§ What is needed
Find "of the plant" in the records that follow; print that line and each subsequent line through the last one, verbatim and with nothing added.

^^^^^^^^

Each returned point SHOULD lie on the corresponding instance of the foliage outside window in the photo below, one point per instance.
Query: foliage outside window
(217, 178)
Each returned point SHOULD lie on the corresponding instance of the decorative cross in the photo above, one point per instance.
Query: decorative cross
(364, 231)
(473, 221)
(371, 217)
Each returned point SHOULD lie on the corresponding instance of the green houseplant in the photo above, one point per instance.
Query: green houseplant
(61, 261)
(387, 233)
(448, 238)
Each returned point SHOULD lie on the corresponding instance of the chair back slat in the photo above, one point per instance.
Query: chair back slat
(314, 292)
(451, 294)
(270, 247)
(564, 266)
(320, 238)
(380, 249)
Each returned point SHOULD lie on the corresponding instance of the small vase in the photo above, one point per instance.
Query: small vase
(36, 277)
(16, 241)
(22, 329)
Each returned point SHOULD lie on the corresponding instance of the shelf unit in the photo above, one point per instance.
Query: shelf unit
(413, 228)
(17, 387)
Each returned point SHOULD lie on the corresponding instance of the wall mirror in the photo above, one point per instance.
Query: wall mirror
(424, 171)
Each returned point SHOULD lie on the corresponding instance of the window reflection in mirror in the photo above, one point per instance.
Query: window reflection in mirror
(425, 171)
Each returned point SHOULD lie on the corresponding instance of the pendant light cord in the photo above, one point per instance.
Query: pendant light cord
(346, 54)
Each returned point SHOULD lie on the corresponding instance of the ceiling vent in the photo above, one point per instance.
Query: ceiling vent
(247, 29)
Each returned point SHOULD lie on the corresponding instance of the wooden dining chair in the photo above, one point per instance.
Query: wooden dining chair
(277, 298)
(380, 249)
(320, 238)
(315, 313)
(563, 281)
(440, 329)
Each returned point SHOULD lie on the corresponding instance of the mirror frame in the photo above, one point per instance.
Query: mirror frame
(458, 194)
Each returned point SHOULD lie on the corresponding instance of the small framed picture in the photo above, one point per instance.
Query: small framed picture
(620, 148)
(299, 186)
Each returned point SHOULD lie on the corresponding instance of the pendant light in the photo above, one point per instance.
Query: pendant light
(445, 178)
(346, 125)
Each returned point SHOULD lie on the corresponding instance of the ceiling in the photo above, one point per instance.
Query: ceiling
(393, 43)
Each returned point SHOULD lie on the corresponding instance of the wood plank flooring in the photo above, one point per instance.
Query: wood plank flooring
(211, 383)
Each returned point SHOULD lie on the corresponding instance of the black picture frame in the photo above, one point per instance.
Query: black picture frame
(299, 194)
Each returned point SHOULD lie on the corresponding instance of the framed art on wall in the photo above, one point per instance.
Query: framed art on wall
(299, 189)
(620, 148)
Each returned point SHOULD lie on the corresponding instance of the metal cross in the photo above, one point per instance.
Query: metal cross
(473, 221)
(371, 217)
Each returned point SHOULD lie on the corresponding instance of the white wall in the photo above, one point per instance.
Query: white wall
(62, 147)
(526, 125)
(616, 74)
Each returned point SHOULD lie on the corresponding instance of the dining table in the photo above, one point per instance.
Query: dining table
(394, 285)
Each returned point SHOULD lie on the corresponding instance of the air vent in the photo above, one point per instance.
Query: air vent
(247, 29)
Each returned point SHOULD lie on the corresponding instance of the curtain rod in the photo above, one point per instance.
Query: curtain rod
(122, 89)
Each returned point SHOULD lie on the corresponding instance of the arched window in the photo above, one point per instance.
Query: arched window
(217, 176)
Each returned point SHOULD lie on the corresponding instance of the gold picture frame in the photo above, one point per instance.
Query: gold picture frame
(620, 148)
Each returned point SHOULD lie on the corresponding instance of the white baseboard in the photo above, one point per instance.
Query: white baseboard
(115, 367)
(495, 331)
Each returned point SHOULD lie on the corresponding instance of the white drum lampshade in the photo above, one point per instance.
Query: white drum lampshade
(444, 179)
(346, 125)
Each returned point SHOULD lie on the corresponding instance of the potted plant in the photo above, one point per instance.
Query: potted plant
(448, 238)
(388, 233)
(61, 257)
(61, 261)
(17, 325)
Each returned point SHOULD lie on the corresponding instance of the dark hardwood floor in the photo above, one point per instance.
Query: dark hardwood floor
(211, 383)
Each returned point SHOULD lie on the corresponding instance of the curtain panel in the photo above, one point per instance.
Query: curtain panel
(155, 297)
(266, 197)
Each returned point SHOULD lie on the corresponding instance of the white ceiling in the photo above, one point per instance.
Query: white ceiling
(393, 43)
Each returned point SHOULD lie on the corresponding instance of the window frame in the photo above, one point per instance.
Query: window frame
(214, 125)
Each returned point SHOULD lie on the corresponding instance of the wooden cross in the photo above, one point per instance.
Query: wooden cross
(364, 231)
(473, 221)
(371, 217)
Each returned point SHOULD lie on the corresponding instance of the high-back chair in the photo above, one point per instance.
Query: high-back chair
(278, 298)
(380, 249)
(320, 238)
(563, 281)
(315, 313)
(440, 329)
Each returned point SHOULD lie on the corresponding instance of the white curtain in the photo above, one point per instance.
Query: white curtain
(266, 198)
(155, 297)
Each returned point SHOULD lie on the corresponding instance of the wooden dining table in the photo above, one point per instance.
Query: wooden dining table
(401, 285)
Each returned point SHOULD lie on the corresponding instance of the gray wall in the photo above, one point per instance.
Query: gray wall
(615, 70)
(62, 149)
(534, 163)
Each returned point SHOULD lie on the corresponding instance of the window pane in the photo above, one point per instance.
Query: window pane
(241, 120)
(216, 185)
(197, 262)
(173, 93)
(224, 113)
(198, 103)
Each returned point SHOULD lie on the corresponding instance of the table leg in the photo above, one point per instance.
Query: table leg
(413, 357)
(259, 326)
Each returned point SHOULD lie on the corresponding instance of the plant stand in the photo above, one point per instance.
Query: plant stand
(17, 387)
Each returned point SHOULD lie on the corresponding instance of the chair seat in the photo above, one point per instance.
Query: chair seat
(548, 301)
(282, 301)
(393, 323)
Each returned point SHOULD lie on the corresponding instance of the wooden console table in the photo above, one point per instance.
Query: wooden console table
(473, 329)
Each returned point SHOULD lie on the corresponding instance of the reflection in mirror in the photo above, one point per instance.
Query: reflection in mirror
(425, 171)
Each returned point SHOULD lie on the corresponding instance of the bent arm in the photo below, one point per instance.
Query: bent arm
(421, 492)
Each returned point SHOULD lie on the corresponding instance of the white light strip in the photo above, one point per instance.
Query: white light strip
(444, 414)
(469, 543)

^^^^^^^^

§ Written response
Each returned point SHOULD lie on the corresponding instance of the plant stand in the photo above, one point per instance.
Query: plant stand
(17, 387)
Each returned point SHOULD lie on the corresponding instance of the chair seat in the photo above, one point per instance.
Query: chair seat
(548, 301)
(282, 301)
(393, 323)
Each returned point SHOULD lie on the corresponding instance of the wooden console table in the photo above, one point per instance.
Query: wooden console table
(473, 329)
Each returned point SHOULD lie on the corresponding instance of the reflection in mirror in the photo above, one point per instance.
Query: reflection in mirror
(425, 171)
Each returned point SHOULD lie on the corresponding instance of the bent arm in the photo below, one point per instance.
Query: bent arm
(421, 492)
Each returned point SHOULD lie on the corresponding instance of the white light strip in the photo above, one point per instance.
Query: white light strip
(444, 414)
(469, 543)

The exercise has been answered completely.